GIVEN EXERCISE 1: Among the entries, could you substitute "bounding box coordinates" for "pixel coordinates" in the lines from the one containing "Regarding the medical scan above, where is the hazy atmosphere" through the end of the entries, inclusive, and give those lines back otherwise unchanged?

That the unclassical reader may form some idea of the mode in which this illustrious poet celebrated the victors, we subjoin the shortest, though by no means the best, of his odes, as an appropriate termination to this brief account of the Olympic games. It must be recollected that these poems were recited or sung by a chorus, to the accompaniment of musical instruments, dancing, and action. The first stanza, called strophe, was sung while they danced round the altars of the gods; in the second, called antistrophe, the dance was inverted. The lesser stanza was named the epode, in which they sang standing still.

THE TWELFTH OLYMPIC ODE.

Inscribed to Ergoteles, the son of Philanor of Himera, who, in the seventy-seventh Olympiad (472 years B. C.), gained the prize in the footrace called Dolichos, or the long course.

STROPHE.

Daughter of Eleutherian Jove,
To thee my supplication I prefer!
For potent Himera my suit I move;
Protectress Fortune, hear!

Thy deity along the pathless main

In her wild course the rapid vessel guides,
Rules the fierce conflict on the embattled plain,.
And in deliberating states presides.

Toss'd by thy uncertain gale,
On the seas of error sail

Human hopes, now mounting high,
On the swelling surge of joy;
Now, with unaffected wo,
Sinking to the depths below.

# ANTISTROPHE.

For such presage of things to come,
None yet on mortals have the gods bestow'd;
Nor of futurity's impervious gloom

Can wisdom pierce the cloud.

Oft our most sanguine views th' event deceives,
And veils in sudden grief the smiling ray:
Oft, when with wo the mournful bosom heaves,
Caught in a storm of anguish and dismay,
Pass some fleeting moments by-
All at once the tempests fly,
Instant shifts the clouded scene,
Heav'n renews its smiles serene,.
And on joy's untroubled tides
Smooth to port the vessel glides.

EPODE.

Son of Philanor, in the secret shade, Thus had thy speed, unknown to fame, decay'd; Thus, like the crested bird of Mars, at home, Engaged in foul domestic jars,

And wasted with intestine wars, Inglorious hadst thou spent thy vig'rous bloom; Had not sedition's civil broils

Expell'd thee from thy native Crete,

And driv'n thee with more glorious toils
Th' Olympic crown in Pisa's plain to meet.
With olive now, with Pythian laurels grac'd,
And the dark chaplets of the Isthmian pine,
In Himera's adopted city plac'd,
To all, Ergoteles, thy honours shine,
And raise her lustre by imparting thine.

CHAPTER VII.

Games of the Ancient Romans.

"Sacra recognosces Annalibus eruta priscis ;
Et quo sit merito quæque notata dies.
Invenies illic et festa domestica vobis,

Sæpe tibi pater est, sæpe legendus avus."

Ovid. Fast. lib. i. v. 7.

DURING the republic it was the practice of the Roman magistrates and rulers to court the suffrages of the citizens by the frequent exhibition of shows; it was the interest of the emperors to pacify and keep in subjection, by the same means, a people avowedly desiring nothing but bread and the public spectacles. The wealth of a conquered world enabled the imperial despots to gratify this propensity on the most magnificent scale; and their subjects, therefore, had probably in exchange for their loss of liberty a greater share of festivals, exhibitions, and holydays than any nation that ever existed. Truly they had sold their birthright for a mess of pottage. They wanted, indeed, the regular Sabbath of the Hebrews, but that deficiency had been supplied even from the times of Numa, by the division of their year, as noted upon the calendar, into days termed fasti and nefasti, in which the destination of each, either to labour or to the performance of religious sacrifices and solemnities, was permanently appointed. Additions to this list were constantly made by the pontiffs, in whose custody was deposited the sacred calendar, and who derived an important authority from the power thus vested in them; since by declaring a day to be lucky or unlucky they became, in some sort, the directors of public affairs and arbiters of the Roman destiny. Such was the superstition of the people, and so strictly was the observance of these pontifical decrees enjoined, that, besides a considerable fine, an expiatory sacrifice was imposed upon those who even through inattention had worked upon a holyday. To do so designedly and contumaciously was an irremissible offence.

RAW DATA:

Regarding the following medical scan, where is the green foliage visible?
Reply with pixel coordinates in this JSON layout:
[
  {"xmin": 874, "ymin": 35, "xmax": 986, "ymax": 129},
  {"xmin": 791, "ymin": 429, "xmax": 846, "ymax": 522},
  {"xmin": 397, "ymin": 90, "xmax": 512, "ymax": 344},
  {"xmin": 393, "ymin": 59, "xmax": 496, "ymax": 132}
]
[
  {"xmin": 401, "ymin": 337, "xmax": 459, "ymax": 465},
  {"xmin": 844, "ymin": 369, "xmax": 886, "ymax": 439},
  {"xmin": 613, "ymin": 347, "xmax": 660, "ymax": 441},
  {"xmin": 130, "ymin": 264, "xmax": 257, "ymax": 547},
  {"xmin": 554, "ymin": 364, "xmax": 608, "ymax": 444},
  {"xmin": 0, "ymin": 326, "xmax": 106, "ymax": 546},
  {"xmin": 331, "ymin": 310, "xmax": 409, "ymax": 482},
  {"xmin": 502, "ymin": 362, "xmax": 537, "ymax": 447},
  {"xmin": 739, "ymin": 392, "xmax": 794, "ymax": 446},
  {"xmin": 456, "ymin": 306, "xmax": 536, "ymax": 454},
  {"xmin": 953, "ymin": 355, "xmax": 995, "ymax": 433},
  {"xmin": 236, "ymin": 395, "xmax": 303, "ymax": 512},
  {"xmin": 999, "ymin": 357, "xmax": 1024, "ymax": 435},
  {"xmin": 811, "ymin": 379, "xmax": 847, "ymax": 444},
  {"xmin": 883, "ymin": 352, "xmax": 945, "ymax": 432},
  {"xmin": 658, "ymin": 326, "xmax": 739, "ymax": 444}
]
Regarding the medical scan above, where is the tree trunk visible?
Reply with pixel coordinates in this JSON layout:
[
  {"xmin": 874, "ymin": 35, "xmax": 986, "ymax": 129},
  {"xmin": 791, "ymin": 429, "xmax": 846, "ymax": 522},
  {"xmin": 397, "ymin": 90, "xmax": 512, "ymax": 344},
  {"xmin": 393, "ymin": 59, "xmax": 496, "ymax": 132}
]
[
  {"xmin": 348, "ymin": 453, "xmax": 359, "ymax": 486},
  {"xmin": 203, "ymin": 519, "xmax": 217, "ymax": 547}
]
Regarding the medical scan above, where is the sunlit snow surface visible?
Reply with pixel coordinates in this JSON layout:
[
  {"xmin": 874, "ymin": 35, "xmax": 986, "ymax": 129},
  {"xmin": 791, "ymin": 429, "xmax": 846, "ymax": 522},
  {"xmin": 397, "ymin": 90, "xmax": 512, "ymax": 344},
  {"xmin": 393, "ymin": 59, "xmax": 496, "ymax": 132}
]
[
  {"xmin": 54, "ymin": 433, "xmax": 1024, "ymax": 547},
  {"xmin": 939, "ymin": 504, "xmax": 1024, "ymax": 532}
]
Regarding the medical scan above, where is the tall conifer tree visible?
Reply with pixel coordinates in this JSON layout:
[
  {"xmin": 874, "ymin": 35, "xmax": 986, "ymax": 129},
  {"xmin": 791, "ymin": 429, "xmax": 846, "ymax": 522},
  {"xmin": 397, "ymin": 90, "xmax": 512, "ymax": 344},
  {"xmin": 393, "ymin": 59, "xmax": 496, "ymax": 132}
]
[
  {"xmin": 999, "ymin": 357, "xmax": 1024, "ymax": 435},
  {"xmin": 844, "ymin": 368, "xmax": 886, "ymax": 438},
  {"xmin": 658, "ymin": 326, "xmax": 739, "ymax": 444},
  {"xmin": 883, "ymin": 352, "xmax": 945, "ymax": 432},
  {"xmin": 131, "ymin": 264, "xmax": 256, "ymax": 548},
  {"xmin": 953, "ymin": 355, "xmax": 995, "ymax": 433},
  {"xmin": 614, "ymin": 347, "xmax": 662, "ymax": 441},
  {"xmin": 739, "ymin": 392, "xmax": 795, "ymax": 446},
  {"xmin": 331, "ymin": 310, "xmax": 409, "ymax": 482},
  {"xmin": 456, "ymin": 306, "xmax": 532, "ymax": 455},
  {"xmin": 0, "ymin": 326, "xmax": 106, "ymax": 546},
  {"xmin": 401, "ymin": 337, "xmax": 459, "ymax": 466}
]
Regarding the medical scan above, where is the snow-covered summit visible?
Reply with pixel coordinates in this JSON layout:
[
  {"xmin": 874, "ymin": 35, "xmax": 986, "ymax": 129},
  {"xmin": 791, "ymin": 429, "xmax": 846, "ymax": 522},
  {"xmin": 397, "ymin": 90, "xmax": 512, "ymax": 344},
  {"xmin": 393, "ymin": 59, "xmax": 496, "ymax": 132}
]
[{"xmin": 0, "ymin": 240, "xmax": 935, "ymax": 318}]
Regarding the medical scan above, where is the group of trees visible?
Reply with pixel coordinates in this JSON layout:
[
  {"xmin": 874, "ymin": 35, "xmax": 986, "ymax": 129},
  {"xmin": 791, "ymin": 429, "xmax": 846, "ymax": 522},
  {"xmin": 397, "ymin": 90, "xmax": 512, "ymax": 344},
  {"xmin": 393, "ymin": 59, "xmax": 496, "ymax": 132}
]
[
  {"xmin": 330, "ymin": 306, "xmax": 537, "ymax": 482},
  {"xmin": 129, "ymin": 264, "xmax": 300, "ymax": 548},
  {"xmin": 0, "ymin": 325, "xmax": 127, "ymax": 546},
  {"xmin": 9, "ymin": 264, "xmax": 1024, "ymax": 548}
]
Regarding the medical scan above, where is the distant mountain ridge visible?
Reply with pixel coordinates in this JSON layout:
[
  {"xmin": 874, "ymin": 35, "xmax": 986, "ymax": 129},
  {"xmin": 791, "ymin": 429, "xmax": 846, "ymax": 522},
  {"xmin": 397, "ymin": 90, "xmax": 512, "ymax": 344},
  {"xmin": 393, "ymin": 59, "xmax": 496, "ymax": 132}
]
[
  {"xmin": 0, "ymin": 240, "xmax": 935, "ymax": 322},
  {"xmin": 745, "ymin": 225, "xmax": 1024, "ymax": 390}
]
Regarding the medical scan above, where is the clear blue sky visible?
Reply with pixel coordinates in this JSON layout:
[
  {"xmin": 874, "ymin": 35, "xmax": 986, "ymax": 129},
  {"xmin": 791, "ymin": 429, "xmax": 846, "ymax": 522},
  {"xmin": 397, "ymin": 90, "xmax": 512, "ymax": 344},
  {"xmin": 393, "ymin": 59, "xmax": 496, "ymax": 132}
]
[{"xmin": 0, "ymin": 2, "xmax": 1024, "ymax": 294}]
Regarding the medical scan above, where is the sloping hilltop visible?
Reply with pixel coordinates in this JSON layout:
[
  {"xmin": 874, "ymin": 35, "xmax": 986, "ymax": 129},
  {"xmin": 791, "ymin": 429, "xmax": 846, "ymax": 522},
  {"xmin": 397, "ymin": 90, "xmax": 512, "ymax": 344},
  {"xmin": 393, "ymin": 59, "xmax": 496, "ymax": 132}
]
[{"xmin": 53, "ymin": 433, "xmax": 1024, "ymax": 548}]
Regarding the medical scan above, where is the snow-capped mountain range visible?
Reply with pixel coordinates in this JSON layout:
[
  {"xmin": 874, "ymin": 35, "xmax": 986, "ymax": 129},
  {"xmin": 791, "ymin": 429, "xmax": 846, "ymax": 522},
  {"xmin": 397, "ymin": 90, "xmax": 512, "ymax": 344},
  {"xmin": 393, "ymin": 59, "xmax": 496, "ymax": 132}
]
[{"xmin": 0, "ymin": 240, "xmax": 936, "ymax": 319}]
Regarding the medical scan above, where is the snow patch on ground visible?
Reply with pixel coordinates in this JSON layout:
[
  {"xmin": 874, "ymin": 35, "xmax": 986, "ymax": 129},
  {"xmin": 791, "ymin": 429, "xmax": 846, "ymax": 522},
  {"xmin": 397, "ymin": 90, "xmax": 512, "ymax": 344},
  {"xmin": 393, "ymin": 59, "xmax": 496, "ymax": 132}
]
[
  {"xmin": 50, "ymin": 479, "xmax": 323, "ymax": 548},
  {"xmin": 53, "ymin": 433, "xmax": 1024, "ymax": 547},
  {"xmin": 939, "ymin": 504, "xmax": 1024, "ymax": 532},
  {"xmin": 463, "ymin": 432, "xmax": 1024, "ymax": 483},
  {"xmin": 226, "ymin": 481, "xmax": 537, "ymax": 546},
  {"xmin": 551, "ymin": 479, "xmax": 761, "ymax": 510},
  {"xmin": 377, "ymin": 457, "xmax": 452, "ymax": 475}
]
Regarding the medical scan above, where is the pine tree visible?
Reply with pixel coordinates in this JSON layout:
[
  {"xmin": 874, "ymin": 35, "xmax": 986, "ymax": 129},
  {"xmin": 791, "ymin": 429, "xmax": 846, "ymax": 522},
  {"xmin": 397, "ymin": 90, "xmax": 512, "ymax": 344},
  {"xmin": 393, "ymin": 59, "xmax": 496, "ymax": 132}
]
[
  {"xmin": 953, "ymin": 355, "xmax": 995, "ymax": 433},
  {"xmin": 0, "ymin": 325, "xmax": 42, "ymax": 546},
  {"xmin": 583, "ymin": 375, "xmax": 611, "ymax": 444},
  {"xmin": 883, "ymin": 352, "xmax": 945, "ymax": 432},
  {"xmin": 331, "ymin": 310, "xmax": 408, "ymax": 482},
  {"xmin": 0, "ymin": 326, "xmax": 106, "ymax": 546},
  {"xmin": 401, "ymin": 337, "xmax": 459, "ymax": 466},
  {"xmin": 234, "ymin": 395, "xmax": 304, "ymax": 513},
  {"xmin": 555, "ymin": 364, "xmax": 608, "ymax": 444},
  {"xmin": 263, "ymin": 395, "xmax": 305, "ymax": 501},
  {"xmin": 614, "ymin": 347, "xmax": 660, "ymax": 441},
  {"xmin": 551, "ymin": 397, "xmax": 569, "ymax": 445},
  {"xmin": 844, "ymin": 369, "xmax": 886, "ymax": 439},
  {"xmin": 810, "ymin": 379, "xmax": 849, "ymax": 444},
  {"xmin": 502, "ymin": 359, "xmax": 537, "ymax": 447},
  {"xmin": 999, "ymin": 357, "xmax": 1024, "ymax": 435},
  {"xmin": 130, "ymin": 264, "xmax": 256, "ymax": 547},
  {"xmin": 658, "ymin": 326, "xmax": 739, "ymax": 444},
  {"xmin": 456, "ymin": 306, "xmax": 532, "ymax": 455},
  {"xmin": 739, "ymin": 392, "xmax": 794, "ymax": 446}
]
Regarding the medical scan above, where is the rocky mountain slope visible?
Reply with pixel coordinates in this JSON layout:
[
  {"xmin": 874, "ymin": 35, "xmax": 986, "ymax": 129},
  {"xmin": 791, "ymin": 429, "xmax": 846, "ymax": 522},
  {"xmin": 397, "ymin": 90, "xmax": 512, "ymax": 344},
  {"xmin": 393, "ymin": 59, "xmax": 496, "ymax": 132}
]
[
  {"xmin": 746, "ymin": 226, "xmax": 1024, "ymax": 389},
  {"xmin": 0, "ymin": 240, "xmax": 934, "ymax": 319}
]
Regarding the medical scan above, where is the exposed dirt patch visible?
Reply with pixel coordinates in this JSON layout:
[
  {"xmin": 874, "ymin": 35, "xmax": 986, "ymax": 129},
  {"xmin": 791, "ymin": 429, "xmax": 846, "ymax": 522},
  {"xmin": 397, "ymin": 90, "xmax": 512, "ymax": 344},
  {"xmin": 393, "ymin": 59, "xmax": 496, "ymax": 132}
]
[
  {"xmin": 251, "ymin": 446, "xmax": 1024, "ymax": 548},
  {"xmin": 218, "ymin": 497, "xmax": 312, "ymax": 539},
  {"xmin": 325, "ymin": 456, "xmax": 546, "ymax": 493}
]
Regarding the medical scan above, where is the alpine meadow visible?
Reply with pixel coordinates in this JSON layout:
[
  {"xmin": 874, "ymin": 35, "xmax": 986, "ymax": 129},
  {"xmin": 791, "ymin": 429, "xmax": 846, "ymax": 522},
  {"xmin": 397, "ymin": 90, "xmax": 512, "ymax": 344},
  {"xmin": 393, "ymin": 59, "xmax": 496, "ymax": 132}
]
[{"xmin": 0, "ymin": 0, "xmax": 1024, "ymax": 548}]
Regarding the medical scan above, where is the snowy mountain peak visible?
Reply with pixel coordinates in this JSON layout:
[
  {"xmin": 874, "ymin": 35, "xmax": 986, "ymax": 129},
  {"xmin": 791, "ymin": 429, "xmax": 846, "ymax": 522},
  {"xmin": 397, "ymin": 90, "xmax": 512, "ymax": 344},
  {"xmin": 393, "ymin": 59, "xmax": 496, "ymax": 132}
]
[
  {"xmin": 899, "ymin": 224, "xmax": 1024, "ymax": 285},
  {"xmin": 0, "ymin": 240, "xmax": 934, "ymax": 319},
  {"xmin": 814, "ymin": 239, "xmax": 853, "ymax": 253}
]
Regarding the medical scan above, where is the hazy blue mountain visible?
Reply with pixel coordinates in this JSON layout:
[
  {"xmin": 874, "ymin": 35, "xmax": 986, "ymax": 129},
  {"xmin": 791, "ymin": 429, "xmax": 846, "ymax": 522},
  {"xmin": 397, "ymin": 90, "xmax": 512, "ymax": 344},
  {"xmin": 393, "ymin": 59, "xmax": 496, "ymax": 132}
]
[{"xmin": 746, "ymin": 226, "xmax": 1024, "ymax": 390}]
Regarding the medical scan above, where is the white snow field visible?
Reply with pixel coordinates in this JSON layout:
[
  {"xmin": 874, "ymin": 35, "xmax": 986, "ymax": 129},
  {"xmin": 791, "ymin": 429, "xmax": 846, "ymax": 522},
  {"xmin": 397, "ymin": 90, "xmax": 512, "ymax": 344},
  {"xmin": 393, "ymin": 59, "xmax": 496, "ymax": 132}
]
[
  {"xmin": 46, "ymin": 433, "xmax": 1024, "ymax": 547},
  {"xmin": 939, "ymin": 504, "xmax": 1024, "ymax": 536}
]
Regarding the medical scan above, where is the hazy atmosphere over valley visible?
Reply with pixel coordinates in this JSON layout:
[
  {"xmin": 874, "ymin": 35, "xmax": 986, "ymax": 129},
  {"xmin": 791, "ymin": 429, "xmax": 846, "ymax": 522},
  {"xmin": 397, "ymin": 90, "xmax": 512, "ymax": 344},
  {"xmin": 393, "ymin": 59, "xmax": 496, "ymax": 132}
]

GIVEN EXERCISE 2: In the text on ancient games, what was the stanza called during which the chorus sang standing still?

FULL ANSWER 1:
Regarding the medical scan above, where is the hazy atmosphere over valley visible?
Reply with bounding box coordinates in this JSON layout:
[
  {"xmin": 874, "ymin": 35, "xmax": 986, "ymax": 129},
  {"xmin": 791, "ymin": 429, "xmax": 846, "ymax": 522},
  {"xmin": 397, "ymin": 90, "xmax": 512, "ymax": 344},
  {"xmin": 393, "ymin": 59, "xmax": 496, "ymax": 132}
]

FULL ANSWER 2: The epode.